Source document:
-- Begin --
Sunday, March 16, 2014

Another Look at Style, Courtesy of an Artist

In an earlier post on WORDS ON THE LINE, I wrote that style is the sum of syntax (word order) and diction (word choice). This idea should prove helpful to business and technical writers, but novelists would say that such a definition is too limiting. While they would agree that choosing syntax and diction contributes to the definition, they would insist that a missing third element is the most important one: choice of content. The truth of their point is clear to see in the work of many a great stylist. For instances, think of the influence of characters, time, place, and plot on the style of Mark Twain's Adventures of Huckleberry Finn, D. H. Lawrence's Lady Chatterley's Lover, J. D. Salinger's The Catcher in the Rye, Joseph Heller's Catch-22, and Ken Kesey's One Flew over  the Cuckoo's Nest.
-- End --
Required actions:
a – Answer these questions from the post on style:
(i) In the earlier post, style was defined as the sum of which two things?
(ii) What third element would novelists say is the most important one?
(iii) Which novel by Joseph Heller does the post name?
b – Reproduce the part of the post on style starting with "Another Look at" and going on through "over  the Cuckoo's Nest.".
The listing that comes next has no connection to the post on style.

Available data:
-- Begin --
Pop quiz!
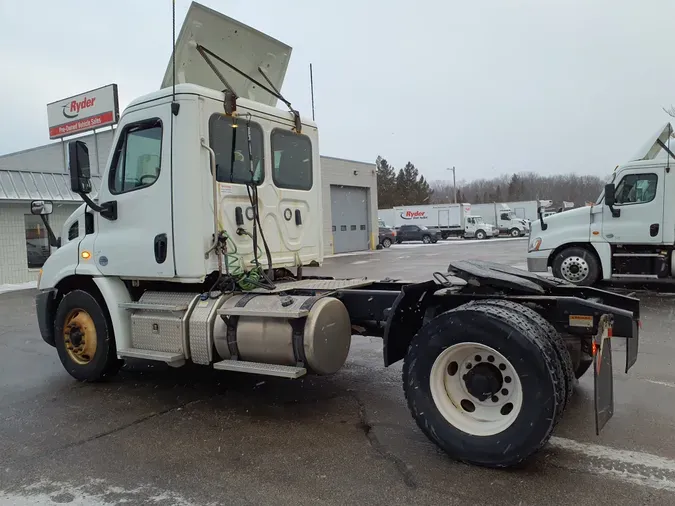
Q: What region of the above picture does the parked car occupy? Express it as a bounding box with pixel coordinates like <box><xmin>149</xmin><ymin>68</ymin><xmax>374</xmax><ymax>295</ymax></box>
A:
-- End --
Solutions to the exercise:
a –
(i) Syntax (word order) and diction (word choice).
(ii) Choice of content.
(iii) Catch-22.

b –
Another Look at Style, Courtesy of an Artist

In an earlier post on WORDS ON THE LINE, I wrote that style is the sum of syntax (word order) and diction (word choice). This idea should prove helpful to business and technical writers, but novelists would say that such a definition is too limiting. While they would agree that choosing syntax and diction contributes to the definition, they would insist that a missing third element is the most important one: choice of content. The truth of their point is clear to see in the work of many a great stylist. For instances, think of the influence of characters, time, place, and plot on the style of Mark Twain's Adventures of Huckleberry Finn, D. H. Lawrence's Lady Chatterley's Lover, J. D. Salinger's The Catcher in the Rye, Joseph Heller's Catch-22, and Ken Kesey's One Flew over  the Cuckoo's Nest.